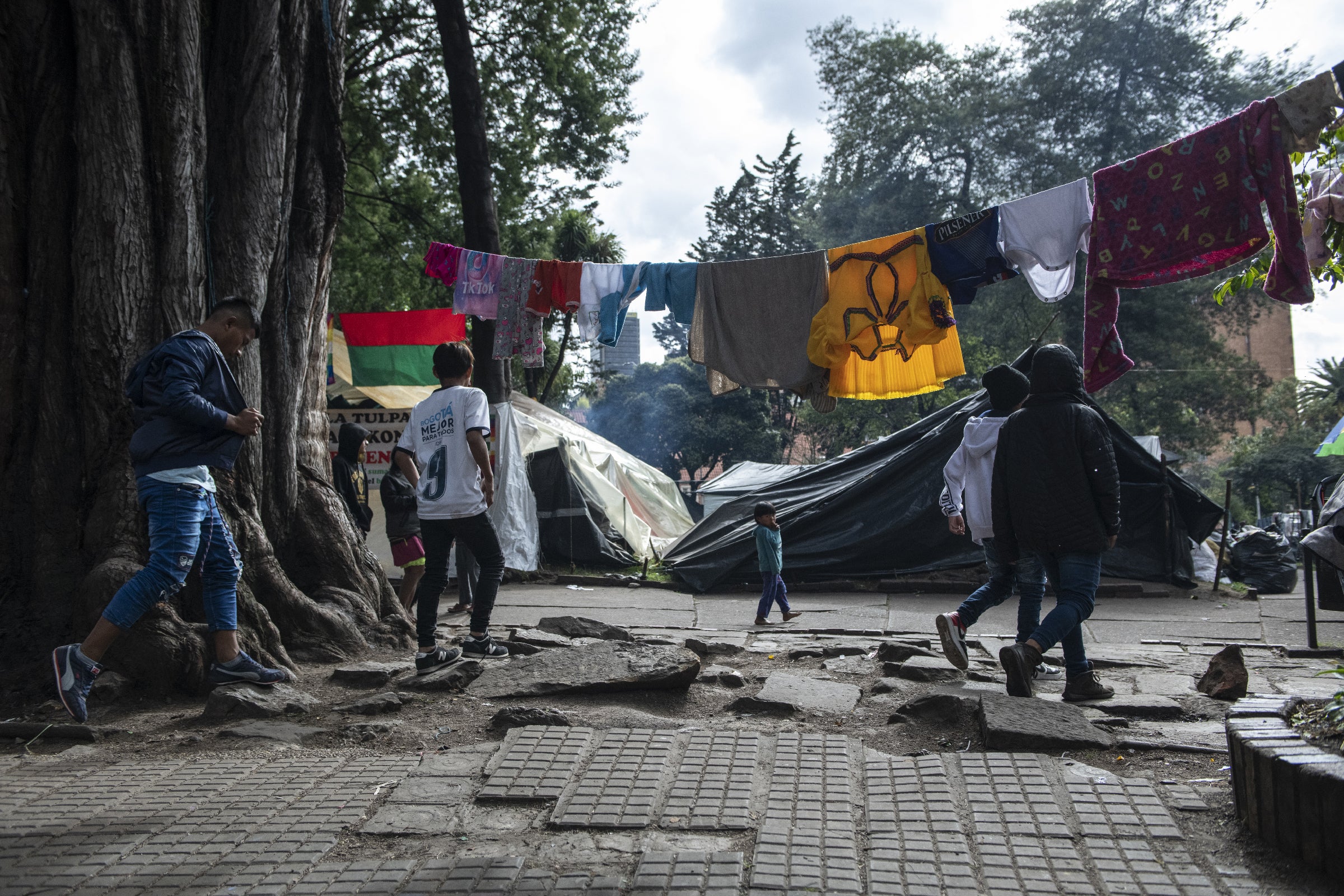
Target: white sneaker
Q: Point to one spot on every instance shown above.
(1046, 672)
(953, 640)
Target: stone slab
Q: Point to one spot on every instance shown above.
(257, 702)
(1027, 723)
(711, 789)
(538, 763)
(370, 675)
(622, 783)
(686, 874)
(281, 731)
(592, 668)
(792, 692)
(1137, 707)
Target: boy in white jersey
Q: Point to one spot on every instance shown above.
(447, 435)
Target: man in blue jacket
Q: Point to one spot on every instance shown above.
(190, 417)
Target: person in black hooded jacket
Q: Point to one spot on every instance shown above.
(1057, 494)
(348, 473)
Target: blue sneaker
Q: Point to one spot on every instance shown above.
(74, 679)
(245, 669)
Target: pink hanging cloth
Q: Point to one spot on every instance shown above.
(1184, 210)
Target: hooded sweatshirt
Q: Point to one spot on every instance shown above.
(1056, 483)
(971, 470)
(348, 474)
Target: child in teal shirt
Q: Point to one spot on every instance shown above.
(771, 554)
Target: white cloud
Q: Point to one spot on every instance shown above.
(726, 80)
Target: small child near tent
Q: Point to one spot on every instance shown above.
(771, 555)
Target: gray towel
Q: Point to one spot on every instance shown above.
(753, 319)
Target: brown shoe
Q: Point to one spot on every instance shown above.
(1086, 687)
(1019, 661)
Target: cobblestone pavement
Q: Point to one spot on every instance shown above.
(745, 812)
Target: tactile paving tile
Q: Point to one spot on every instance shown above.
(1035, 866)
(807, 839)
(538, 765)
(622, 783)
(689, 875)
(1011, 796)
(1127, 809)
(713, 785)
(913, 861)
(471, 875)
(911, 794)
(1135, 867)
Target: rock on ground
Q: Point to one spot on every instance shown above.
(1137, 707)
(785, 691)
(592, 668)
(523, 716)
(1226, 678)
(1032, 725)
(109, 687)
(374, 704)
(940, 708)
(454, 678)
(541, 638)
(584, 628)
(848, 664)
(713, 648)
(370, 675)
(256, 702)
(928, 669)
(283, 731)
(722, 675)
(897, 652)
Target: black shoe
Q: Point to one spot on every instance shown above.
(1088, 687)
(436, 659)
(483, 649)
(1019, 662)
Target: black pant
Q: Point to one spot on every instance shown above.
(478, 534)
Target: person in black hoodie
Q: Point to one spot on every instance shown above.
(1057, 494)
(348, 473)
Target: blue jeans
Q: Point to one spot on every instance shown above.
(1074, 578)
(1032, 587)
(185, 530)
(771, 594)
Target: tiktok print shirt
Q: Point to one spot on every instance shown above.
(451, 483)
(1186, 210)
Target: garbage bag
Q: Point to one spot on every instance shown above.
(1264, 561)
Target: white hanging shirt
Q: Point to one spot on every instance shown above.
(451, 483)
(1042, 235)
(595, 282)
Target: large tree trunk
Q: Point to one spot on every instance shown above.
(475, 183)
(158, 157)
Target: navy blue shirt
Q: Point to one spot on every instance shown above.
(964, 254)
(183, 394)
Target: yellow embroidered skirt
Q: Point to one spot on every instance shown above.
(888, 328)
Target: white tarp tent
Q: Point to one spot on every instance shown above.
(744, 479)
(643, 504)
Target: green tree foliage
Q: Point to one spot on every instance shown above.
(556, 77)
(760, 216)
(921, 133)
(666, 416)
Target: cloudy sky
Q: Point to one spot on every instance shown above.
(726, 80)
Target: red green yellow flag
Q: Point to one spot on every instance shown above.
(397, 348)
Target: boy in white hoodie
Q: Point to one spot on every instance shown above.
(969, 473)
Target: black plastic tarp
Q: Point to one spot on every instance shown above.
(570, 528)
(875, 512)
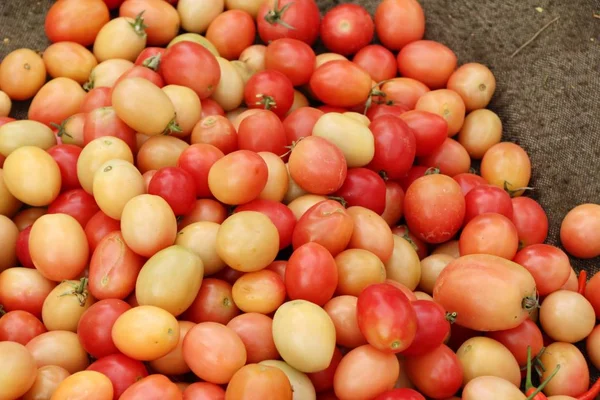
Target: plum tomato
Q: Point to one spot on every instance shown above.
(347, 28)
(363, 187)
(386, 318)
(434, 208)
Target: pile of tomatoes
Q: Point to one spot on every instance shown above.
(196, 216)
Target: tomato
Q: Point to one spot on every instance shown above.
(347, 28)
(518, 339)
(296, 19)
(152, 385)
(341, 83)
(326, 223)
(434, 208)
(357, 269)
(436, 374)
(175, 68)
(77, 203)
(98, 227)
(386, 318)
(486, 283)
(214, 303)
(395, 146)
(60, 348)
(214, 352)
(69, 60)
(365, 372)
(66, 156)
(578, 231)
(378, 61)
(24, 289)
(121, 370)
(304, 335)
(507, 166)
(292, 57)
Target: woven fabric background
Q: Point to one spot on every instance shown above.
(548, 96)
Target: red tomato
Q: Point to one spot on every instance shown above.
(427, 61)
(77, 203)
(270, 90)
(20, 326)
(430, 130)
(296, 19)
(196, 160)
(282, 217)
(341, 83)
(549, 266)
(176, 186)
(490, 234)
(378, 61)
(96, 98)
(365, 188)
(95, 327)
(121, 370)
(386, 318)
(518, 339)
(262, 131)
(98, 227)
(434, 208)
(293, 58)
(436, 374)
(311, 274)
(22, 248)
(530, 219)
(65, 22)
(105, 122)
(214, 303)
(399, 22)
(191, 64)
(347, 28)
(300, 123)
(395, 146)
(433, 327)
(487, 199)
(468, 181)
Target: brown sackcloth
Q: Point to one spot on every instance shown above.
(548, 96)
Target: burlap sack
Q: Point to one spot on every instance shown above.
(548, 96)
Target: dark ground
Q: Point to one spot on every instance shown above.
(548, 96)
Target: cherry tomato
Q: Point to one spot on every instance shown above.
(296, 19)
(347, 28)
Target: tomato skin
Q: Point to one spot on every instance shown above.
(176, 186)
(432, 328)
(341, 83)
(434, 208)
(530, 219)
(20, 326)
(436, 374)
(487, 199)
(326, 223)
(395, 146)
(385, 317)
(95, 326)
(311, 274)
(64, 22)
(347, 28)
(363, 187)
(66, 156)
(175, 68)
(271, 90)
(121, 370)
(281, 216)
(302, 15)
(77, 203)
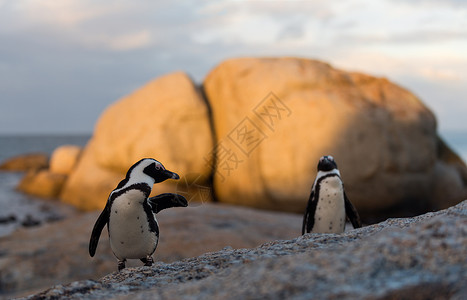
● ● ● ●
**To do**
Pictures stay out. Write out everything else in the material exactly.

**Solved problem**
Target: white sneaker
Q: Point to one spot on every instance shown above.
(1046, 672)
(953, 640)
Target: stone slab
Q: Point to one spot on every instance shown above.
(257, 702)
(1027, 723)
(711, 789)
(538, 763)
(370, 675)
(622, 783)
(686, 874)
(281, 731)
(592, 668)
(792, 692)
(1137, 707)
Target: boy in white jersey
Q: Point to one spot on every instance shown above.
(447, 435)
Target: man in blue jacket
Q: Point to one spot on every instance shown above.
(190, 417)
Target: person in black hooded jacket
Q: Point to one spot on every instance shown above.
(1057, 494)
(348, 473)
Target: blue sneaker
Q: Point to one spot on every instance shown above.
(74, 679)
(245, 669)
Target: pink hanging cloth
Q: Point to one spot on every instance shown above.
(1184, 210)
Target: hooded sweatshirt
Q: Point to one spot on every instance shown above.
(1056, 483)
(971, 470)
(348, 474)
Target: child in teal shirt
Q: Point to one spot on every instance shown above.
(771, 554)
Target: white cloud
Q: Point to one spot on every instance shown above.
(726, 80)
Target: small child near tent
Q: Point to one spot on every instance shown above.
(771, 555)
Target: gray towel
Q: Point to one spot on every instance shown above.
(753, 319)
Target: brown shoe
Q: Point to one spot on every instance shown above.
(1086, 687)
(1019, 661)
Target: cobblestone pavement
Q: Point to one spot on every instance shown above.
(745, 812)
Target: tactile paving tile
Q: Point to one spot on every instance shown above.
(1035, 866)
(807, 839)
(538, 765)
(622, 783)
(689, 875)
(1011, 796)
(1127, 809)
(713, 785)
(913, 861)
(471, 875)
(911, 794)
(1135, 867)
Target: rock on ground
Q: Point to one spot on every instance shown above.
(1137, 707)
(785, 691)
(592, 668)
(523, 716)
(1226, 678)
(1032, 725)
(109, 687)
(374, 704)
(940, 708)
(454, 678)
(541, 638)
(584, 628)
(848, 664)
(713, 648)
(370, 675)
(256, 702)
(928, 669)
(283, 731)
(722, 675)
(897, 652)
Target: black shoe
Q: Point to one spot on every instance shown above.
(1088, 687)
(436, 659)
(483, 649)
(1019, 662)
Target: black pant
Q: Point to one spot on every instance shown above.
(478, 534)
Target: person in black hoodie
Q: Point to one spot on every instance shown above.
(1057, 494)
(348, 473)
Target: blue jeans
Q: Point to one spot on every instance shown above.
(1074, 578)
(1032, 587)
(185, 530)
(771, 594)
Target: tiktok print shirt
Q: Point to one spot on every instance shown above.
(451, 483)
(1186, 210)
Target: garbage bag
Q: Point to one spot on every instance shown above.
(1264, 561)
Target: white hanging shirt
Q: Point to one spot on every instance shown above.
(451, 483)
(1042, 235)
(595, 282)
Target: large tree trunk
Q: Point to one spot on every instance shown above.
(475, 183)
(158, 157)
Target: navy blue shirt
Q: Point to one spot on every instance shown above.
(964, 254)
(183, 394)
Target: yellow embroidered skirt
Q: Point to one spot on every instance shown above.
(888, 328)
Target: white tarp tent
Q: Point to one spot on every instance shown above.
(744, 479)
(643, 504)
Target: green tree foliage
Q: Point to one spot on every instance shown above.
(556, 77)
(760, 216)
(921, 133)
(666, 416)
Target: cloudy sky
Q: Point to one spot on every instance shown above.
(726, 80)
Target: red green yellow flag
Q: Point to one spot on every instance shown above.
(397, 348)
Target: boy in white hoodie
Q: Point to one spot on every instance shown above.
(969, 473)
Target: black plastic tarp
Q: Point to one spot on every instance shown above.
(570, 528)
(875, 512)
Target: plum tomato
Q: Point to one spot on every instance shown above.
(347, 28)
(363, 187)
(386, 318)
(434, 208)
Target: pile of tomatoes
Q: Point to one spot on every instance shown above.
(196, 216)
Target: tomato
Q: Point to one spot on every instance shown above.
(347, 28)
(518, 339)
(296, 19)
(152, 385)
(341, 83)
(326, 223)
(434, 208)
(357, 269)
(436, 374)
(175, 68)
(77, 203)
(98, 227)
(386, 318)
(486, 283)
(214, 303)
(395, 146)
(60, 348)
(214, 352)
(69, 60)
(365, 372)
(66, 156)
(578, 231)
(378, 61)
(24, 289)
(121, 370)
(304, 335)
(507, 166)
(292, 57)
Target: woven fabric background
Q: Point to one spot on every instance shown above.
(548, 96)
Target: red tomato
Q: Point to one spot on every instance shown above.
(427, 61)
(77, 203)
(270, 90)
(20, 326)
(430, 130)
(296, 19)
(196, 160)
(282, 217)
(341, 83)
(549, 266)
(176, 186)
(490, 234)
(378, 61)
(96, 98)
(365, 188)
(95, 327)
(121, 370)
(386, 318)
(518, 339)
(262, 131)
(98, 227)
(434, 208)
(293, 58)
(436, 374)
(311, 274)
(22, 248)
(530, 219)
(65, 22)
(105, 122)
(214, 303)
(399, 22)
(191, 64)
(347, 28)
(300, 123)
(395, 146)
(433, 327)
(487, 199)
(468, 181)
Target: brown sackcloth
Q: Point to one spot on every instance shown above.
(548, 96)
Target: burlap sack
Q: Point to one spot on every instance shown above.
(548, 96)
Target: dark ground
Q: Point to one spot on every instance shown above.
(548, 96)
Target: cherry tomato
Q: Point to one spot on every instance shown above.
(296, 19)
(347, 28)
Target: tomato skin
Q: Point to one spot on every instance shown above.
(176, 186)
(432, 328)
(341, 83)
(434, 208)
(530, 219)
(20, 326)
(436, 374)
(487, 199)
(326, 223)
(395, 146)
(385, 317)
(95, 326)
(311, 274)
(64, 22)
(347, 28)
(363, 187)
(66, 156)
(175, 68)
(271, 90)
(121, 370)
(281, 216)
(302, 15)
(77, 203)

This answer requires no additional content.